## GIVEN PASSAGE
The European Medicines Agency (EMA) and MIT’s Center for Biomedical Innovation (CBI) and Center for International Studies (CIS) are launching a collaborative research project with a focus on enhancing regulatory science in pharmaceuticals.
Specific questions addressed by this project include how to:
* adapt current regulatory requirements to support the efficient development of safe and effective drugs;
* incorporate patient valuation of health outcomes and benefit-risk preferences into regulatory decision-making;
* implement 'staggered' and 'progressive' approaches to drug approval;
* improve fulfillment of post-marketing regulatory requirements.
The project will explore the feasibility of, priorities for and practical considerations of implementing demonstration projects on some of the issues addressed during the course of the research.
Sound familiar? It's what the FDA's Critical Path program was designed to do -- that is until it hit Congressional treacle embodied by a certain member who will shortly lose her majority status.
The data and recommendations from this project are expected to link to implementation of the Agency's Roadmap to 2015 and the CBI's New Drug Development Paradigms (NEWDIGS) research program.
The project is scheduled to be completed by December 2011.
Hopefully with a new chair at the helm of the House Agriculture (and FDA) Appropriations Committee, funding for the Reagan/Udall Center can be released and FDA can, once again, take a leadership role in developing the tools for 21st century regulatory science.

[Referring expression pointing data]
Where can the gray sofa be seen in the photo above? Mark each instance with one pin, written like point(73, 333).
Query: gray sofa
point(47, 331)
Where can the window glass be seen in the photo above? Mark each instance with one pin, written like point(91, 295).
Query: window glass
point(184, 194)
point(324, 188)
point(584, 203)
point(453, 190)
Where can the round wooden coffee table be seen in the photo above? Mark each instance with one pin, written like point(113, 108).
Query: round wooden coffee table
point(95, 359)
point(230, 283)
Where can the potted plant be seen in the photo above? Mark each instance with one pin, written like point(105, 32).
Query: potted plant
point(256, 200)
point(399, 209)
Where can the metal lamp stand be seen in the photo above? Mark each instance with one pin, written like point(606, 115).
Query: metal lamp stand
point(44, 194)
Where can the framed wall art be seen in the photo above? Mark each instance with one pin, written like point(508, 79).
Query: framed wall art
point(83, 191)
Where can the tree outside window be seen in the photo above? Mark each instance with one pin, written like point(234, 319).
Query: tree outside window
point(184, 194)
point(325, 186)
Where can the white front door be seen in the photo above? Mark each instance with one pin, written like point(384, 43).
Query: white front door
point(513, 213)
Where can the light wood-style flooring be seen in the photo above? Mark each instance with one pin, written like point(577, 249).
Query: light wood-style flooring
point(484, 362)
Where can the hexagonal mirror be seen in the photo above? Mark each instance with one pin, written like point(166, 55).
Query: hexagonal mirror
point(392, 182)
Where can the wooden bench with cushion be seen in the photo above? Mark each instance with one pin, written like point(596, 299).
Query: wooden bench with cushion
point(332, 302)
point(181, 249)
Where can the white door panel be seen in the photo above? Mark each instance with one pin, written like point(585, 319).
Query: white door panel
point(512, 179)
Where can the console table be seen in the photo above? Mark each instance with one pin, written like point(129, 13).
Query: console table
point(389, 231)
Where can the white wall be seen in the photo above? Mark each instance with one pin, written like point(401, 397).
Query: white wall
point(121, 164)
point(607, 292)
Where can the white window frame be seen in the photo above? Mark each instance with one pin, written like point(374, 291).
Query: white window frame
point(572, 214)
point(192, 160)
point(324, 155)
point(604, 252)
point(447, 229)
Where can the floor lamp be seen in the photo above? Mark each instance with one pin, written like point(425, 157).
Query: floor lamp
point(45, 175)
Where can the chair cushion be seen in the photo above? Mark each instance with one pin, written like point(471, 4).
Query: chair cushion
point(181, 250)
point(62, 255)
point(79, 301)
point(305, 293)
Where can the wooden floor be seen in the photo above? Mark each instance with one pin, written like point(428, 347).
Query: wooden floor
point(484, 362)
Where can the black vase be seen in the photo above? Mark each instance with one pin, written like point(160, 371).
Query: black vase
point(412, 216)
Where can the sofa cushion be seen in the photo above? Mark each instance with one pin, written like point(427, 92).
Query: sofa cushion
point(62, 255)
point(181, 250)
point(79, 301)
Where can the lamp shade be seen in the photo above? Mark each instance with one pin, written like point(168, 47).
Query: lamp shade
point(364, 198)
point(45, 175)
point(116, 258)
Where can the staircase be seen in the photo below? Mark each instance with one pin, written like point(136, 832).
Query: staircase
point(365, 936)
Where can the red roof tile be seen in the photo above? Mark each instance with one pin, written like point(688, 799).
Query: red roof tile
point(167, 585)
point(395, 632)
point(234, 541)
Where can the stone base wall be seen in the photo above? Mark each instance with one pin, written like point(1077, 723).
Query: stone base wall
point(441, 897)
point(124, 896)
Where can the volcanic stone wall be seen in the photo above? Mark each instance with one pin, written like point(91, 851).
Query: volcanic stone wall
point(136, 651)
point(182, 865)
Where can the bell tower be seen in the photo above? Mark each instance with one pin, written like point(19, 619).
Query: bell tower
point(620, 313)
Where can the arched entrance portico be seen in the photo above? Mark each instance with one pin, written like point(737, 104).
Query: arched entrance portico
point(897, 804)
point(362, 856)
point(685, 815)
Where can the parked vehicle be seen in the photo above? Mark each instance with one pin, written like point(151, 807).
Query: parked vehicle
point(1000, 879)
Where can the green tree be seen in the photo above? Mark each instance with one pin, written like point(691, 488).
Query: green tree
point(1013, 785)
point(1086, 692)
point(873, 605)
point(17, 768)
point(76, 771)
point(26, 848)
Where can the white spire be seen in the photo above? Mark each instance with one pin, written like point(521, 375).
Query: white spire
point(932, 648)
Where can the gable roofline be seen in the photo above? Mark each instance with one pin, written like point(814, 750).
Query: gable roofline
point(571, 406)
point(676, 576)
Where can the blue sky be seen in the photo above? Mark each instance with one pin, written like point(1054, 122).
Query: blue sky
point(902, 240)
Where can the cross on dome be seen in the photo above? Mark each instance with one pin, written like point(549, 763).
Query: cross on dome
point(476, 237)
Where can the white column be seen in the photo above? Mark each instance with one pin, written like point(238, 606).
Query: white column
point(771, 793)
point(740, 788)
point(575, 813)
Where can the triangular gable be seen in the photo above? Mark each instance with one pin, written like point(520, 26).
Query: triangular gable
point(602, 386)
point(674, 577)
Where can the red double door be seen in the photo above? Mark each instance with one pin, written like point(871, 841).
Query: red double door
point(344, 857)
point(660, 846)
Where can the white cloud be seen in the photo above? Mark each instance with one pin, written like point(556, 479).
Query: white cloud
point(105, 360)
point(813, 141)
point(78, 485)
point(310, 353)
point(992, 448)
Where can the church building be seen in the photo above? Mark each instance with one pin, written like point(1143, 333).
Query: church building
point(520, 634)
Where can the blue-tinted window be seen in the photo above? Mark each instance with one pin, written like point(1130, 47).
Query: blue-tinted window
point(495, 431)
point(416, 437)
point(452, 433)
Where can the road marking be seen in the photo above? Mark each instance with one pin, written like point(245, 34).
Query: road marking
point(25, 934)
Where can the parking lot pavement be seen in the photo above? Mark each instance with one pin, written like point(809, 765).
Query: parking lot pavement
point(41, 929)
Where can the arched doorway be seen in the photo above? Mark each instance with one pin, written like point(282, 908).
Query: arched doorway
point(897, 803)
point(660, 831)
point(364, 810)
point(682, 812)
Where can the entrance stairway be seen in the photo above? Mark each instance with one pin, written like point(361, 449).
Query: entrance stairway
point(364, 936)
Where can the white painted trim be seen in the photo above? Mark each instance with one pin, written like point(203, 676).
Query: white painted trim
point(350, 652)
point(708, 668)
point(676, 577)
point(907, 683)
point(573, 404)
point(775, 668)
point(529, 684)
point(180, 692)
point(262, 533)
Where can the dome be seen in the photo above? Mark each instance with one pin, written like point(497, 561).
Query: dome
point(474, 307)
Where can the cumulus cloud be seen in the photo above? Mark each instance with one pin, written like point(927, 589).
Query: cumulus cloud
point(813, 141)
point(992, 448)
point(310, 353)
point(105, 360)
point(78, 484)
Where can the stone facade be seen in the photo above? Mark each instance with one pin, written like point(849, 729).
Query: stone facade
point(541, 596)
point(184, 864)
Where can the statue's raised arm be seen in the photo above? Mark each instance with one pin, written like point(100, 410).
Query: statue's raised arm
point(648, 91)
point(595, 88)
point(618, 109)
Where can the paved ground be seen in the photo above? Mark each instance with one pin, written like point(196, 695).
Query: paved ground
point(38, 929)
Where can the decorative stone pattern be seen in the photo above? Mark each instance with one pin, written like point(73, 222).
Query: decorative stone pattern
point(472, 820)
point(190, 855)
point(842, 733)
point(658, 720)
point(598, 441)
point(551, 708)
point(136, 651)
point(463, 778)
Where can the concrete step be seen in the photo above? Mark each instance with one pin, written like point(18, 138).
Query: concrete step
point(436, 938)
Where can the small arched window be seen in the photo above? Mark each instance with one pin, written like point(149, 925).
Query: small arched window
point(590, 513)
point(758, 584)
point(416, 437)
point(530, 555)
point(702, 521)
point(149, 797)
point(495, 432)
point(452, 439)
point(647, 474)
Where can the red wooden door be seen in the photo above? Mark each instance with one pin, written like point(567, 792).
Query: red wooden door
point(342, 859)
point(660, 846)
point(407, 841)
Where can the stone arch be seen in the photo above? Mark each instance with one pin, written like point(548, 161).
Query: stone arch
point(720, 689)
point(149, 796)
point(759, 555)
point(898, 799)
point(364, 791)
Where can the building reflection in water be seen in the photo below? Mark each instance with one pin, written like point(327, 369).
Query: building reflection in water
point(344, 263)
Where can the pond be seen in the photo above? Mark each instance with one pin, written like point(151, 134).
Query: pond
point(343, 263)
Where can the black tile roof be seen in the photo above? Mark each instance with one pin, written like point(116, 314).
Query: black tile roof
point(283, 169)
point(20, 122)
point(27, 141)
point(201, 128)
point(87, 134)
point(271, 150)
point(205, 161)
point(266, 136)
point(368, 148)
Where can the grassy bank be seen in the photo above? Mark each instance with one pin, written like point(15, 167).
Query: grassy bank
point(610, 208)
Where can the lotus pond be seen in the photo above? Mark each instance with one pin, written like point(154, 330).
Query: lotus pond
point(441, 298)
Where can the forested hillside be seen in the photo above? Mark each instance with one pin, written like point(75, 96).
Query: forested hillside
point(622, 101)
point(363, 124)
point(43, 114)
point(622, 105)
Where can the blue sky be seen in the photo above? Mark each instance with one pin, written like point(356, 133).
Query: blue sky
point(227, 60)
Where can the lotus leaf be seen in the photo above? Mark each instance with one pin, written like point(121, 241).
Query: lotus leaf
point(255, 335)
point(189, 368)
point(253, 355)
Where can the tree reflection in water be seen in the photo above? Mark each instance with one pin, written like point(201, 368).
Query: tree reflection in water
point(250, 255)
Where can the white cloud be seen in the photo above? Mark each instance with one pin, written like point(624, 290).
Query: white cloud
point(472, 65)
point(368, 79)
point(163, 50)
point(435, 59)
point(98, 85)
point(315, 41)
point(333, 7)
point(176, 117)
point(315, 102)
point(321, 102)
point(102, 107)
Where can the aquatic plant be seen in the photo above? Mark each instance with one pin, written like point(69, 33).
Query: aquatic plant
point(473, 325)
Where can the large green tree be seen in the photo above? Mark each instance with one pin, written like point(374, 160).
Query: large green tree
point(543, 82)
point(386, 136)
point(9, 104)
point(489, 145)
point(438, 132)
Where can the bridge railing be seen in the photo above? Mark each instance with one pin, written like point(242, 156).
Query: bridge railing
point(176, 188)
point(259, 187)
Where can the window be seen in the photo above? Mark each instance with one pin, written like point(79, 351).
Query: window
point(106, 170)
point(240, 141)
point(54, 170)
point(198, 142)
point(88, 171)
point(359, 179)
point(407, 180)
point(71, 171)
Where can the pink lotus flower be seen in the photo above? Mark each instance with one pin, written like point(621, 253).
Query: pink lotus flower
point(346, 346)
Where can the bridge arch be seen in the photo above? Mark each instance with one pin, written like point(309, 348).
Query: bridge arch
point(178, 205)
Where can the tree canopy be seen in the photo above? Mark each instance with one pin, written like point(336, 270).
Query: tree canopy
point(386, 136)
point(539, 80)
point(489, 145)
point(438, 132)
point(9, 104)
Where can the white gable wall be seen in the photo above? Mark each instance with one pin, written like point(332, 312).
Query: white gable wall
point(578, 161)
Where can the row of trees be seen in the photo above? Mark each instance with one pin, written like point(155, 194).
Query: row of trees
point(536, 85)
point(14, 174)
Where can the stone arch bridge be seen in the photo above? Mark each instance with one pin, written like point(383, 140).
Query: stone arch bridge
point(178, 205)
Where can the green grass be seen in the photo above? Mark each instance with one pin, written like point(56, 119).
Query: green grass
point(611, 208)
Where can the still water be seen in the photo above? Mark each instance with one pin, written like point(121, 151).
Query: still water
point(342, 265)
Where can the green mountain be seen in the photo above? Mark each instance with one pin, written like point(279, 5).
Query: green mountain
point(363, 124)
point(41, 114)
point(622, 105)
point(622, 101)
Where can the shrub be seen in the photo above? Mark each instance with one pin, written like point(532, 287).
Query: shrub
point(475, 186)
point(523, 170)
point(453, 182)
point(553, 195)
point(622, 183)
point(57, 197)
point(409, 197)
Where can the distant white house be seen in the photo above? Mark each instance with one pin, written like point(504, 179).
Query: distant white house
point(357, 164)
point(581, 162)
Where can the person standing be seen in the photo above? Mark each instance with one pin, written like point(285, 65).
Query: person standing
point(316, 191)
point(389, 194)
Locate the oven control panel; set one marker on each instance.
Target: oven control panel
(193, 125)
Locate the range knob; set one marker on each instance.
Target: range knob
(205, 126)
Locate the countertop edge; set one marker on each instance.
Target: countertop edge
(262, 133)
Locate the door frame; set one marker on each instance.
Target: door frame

## AIM OF THE TASK
By what date is the EMA and MIT regulatory science project scheduled to be completed, according to the passage about it?

## WRITTEN SOLUTION
By December 2011.